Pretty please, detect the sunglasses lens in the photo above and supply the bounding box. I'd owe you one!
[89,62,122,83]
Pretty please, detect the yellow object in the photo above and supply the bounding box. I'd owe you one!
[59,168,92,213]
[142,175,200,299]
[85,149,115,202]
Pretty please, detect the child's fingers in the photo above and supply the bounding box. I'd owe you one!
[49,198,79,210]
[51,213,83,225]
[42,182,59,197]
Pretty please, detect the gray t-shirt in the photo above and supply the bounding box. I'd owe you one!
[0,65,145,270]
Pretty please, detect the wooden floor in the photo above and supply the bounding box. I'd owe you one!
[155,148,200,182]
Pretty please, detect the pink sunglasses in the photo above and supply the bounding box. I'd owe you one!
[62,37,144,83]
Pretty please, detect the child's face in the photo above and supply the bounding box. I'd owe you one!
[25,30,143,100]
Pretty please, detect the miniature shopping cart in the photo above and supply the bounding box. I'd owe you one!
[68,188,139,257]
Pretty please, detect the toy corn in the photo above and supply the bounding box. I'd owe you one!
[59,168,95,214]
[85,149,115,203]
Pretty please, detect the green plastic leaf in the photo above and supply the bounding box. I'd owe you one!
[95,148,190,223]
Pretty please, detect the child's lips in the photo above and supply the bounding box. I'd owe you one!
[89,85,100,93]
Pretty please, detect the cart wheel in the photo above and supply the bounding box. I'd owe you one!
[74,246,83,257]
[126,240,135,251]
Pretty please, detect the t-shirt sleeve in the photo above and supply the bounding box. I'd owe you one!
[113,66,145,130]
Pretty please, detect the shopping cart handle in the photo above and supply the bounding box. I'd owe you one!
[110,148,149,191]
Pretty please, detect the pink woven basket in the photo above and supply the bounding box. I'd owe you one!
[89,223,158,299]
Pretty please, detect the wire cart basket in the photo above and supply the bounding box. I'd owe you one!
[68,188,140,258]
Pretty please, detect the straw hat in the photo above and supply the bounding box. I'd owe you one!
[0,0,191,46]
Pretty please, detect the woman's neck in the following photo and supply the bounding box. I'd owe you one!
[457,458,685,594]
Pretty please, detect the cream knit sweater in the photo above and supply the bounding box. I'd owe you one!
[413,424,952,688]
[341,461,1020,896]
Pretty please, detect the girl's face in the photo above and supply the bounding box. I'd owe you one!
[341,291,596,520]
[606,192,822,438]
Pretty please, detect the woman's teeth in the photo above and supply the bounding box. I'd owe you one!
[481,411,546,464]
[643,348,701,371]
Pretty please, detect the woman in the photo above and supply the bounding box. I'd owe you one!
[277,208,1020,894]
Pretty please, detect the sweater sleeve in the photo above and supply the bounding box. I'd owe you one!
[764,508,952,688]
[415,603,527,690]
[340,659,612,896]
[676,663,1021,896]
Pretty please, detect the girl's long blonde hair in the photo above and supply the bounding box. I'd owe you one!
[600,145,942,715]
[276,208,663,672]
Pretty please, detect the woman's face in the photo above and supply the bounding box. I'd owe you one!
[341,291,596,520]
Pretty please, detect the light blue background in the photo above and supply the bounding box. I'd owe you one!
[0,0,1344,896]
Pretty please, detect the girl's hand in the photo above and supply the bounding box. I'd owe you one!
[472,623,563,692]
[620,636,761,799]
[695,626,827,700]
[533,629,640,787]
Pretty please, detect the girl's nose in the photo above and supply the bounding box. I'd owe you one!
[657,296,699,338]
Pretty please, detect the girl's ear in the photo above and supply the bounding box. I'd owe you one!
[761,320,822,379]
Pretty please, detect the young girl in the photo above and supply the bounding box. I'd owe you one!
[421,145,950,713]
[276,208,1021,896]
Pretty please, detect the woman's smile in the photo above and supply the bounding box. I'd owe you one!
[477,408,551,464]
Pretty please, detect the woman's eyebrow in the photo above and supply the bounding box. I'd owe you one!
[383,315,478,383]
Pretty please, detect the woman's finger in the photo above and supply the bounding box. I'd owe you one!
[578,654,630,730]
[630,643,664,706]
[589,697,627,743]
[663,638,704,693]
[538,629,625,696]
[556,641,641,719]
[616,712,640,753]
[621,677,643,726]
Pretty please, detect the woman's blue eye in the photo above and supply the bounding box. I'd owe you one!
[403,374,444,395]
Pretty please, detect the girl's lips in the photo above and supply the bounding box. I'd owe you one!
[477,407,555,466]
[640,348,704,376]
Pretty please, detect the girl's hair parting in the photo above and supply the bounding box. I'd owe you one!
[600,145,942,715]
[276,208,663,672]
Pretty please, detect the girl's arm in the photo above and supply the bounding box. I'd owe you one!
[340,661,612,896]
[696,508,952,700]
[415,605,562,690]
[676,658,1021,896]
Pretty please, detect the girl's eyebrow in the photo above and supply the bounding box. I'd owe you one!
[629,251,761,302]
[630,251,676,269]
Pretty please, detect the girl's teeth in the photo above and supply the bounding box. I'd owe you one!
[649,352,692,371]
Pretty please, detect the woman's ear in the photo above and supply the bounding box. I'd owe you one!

■ ■ ■ ■

Work instructions ->
Rewrite the material, replacing every "supply" with "return" and keeping everything else the same.

Finished exercise ->
Pretty please, detect the sunglasses lens in the photo above and return the bounding box. I'd owe you one!
[89,62,122,83]
Pretty please, detect the yellow object in the photo above and return the bounding box. I'd owe you one!
[59,168,92,213]
[142,175,200,299]
[85,149,115,202]
Pretty please, detect the child's fingers in the photo above and return the bounding box. I'd owe you one!
[49,198,79,210]
[51,213,83,225]
[42,182,59,197]
Pretty please, detect the gray t-shirt in the photo above and return the bounding box. I'd owe you one!
[0,65,145,270]
Pretty please, detect the wooden floor in the photo above and return the bounding box. I'd owe you one!
[155,148,200,182]
Pretty please, detect the pink sunglasses in the photo above and return the bounding box. I'd owe you one!
[62,37,144,83]
Pretty please, detect the child's face in the photo above and return the bounding box. I'd owe you one!
[25,30,143,100]
Pretty please, detect the miniature shopping cart in the photo above and return the bounding box. I'd owe you one!
[68,188,139,257]
Pretty please, detect the toy corn in the photo above and return the bounding box. I'd owe you one!
[59,168,95,214]
[85,149,115,203]
Pretty please, detect the green plastic leaf in the photo above and return the bounding box. I'd owe you one!
[95,148,190,223]
Pretty please, detect the child's lips in the photo above and return the bounding box. I'd owe you one!
[89,85,100,93]
Pretty please, detect the cart wheel in the photo above and return the bounding box. I'd owe you one!
[74,246,83,257]
[126,240,135,251]
Pretty please, detect the t-shirt sleeve in the photo above and return the bounding box. I'd owe you one!
[113,66,145,130]
Pretty please, detect the shopping cart handle in the photo above and return the bounding box. I'd owe you one!
[110,148,149,191]
Pretty please, detect the pink woven basket in the photo above and return the bounding box. I'd owe you one!
[89,223,158,299]
Pretty please, detect the wire cart basket in the photo above and return the bounding box. I'd owe you one!
[68,188,140,258]
Pretty please, detect the straw hat in the photo above and return the bounding box. I'd owe you one!
[0,0,191,46]
Pretty please, detect the woman's neck in the following photo and return the bounding box. I'd owe you one!
[457,458,685,594]
Pretty please, detect the cream knit sweater in the photo above and return the bounding box. I'd owe you one!
[413,424,952,688]
[341,461,1020,896]
Pretty please, detect the girl's face in the photo above and return the bounding box. I'd owe you one!
[341,291,596,520]
[606,192,822,438]
Pretty please, detect the woman's teeth in the photo above and return the bounding box. I'd owe you one!
[481,411,546,464]
[643,348,701,371]
Pretty please, detect the woman in the photo above and return the bounding box. I'd owe you one!
[277,208,1020,894]
Pretty please, detect the sweater sleeve in the photo above and return the bounding box. I'd owe you one!
[764,508,952,688]
[415,603,527,690]
[340,659,612,896]
[676,663,1021,896]
Pretty please, detect the girl's long blonde hair in the photo above and return the bounding box. I'd owe you one!
[600,145,942,715]
[276,208,663,672]
Pretty please, detect the woman's face in the photo above and return the bounding box. I'd owe you one!
[341,291,596,520]
Pretty please, detect the light blue background in the photo above and return the bounding box. I'd owe you one!
[0,0,1344,896]
Pretty please, detect the girl's hand in the photo above and return the bounding box. I'd owe you one!
[472,623,563,692]
[620,636,761,799]
[695,626,827,700]
[533,629,640,787]
Pretty please, detect the girl's nose in the photo above and return the bounding box. I'd owe you one!
[657,296,699,338]
Pretty please, detect the girl's ear in the photo above and return the bounding box. I'd owe you one!
[761,320,822,379]
Pretty please, detect the young girl in the photo above and return the bounding box. I'd owe you one!
[421,145,950,713]
[276,208,1021,896]
Pretty please, detect the woman's smile in the photo above and return the bounding box. I'd owe you one!
[477,408,551,464]
Pretty please, detect the woman's eyebrow in the photo above and return the bounding box. I'd owe you one!
[383,315,478,383]
Pretty please, detect the woman's finger in the photo above and return the bounding box. I'd owe you one!
[578,654,630,730]
[630,643,664,706]
[589,697,627,743]
[663,638,704,693]
[538,629,625,696]
[556,641,641,719]
[616,712,640,753]
[621,677,643,726]
Pretty please, detect the woman's blue eye in the photo above and return the bounding box. I'd owe you one!
[403,374,444,395]
Pretty please, detect the girl's lips in the photo above and return the bounding box. I'd owe you one!
[477,407,555,466]
[640,348,704,376]
Pretty please, detect the girl's hair parting in the photo above and return the bounding box. I'd owe you one!
[600,145,942,715]
[276,208,663,672]
Pretty please, detect the girl's arm in the photo above and return the bounding box. I'd owe you one!
[340,661,612,896]
[696,508,952,700]
[415,605,562,690]
[676,658,1021,896]
Pretty please, detect the girl's eyebrow in the photo above and return the bounding box. I'd owe you one!
[629,251,761,302]
[630,251,676,269]
Pretty please, detect the girl's teeth in the photo above and return the bounding box. I'd owe you one!
[649,352,692,371]
Pretty please, detect the woman's ear in the photo above and return the bounding box. I'd owe you one!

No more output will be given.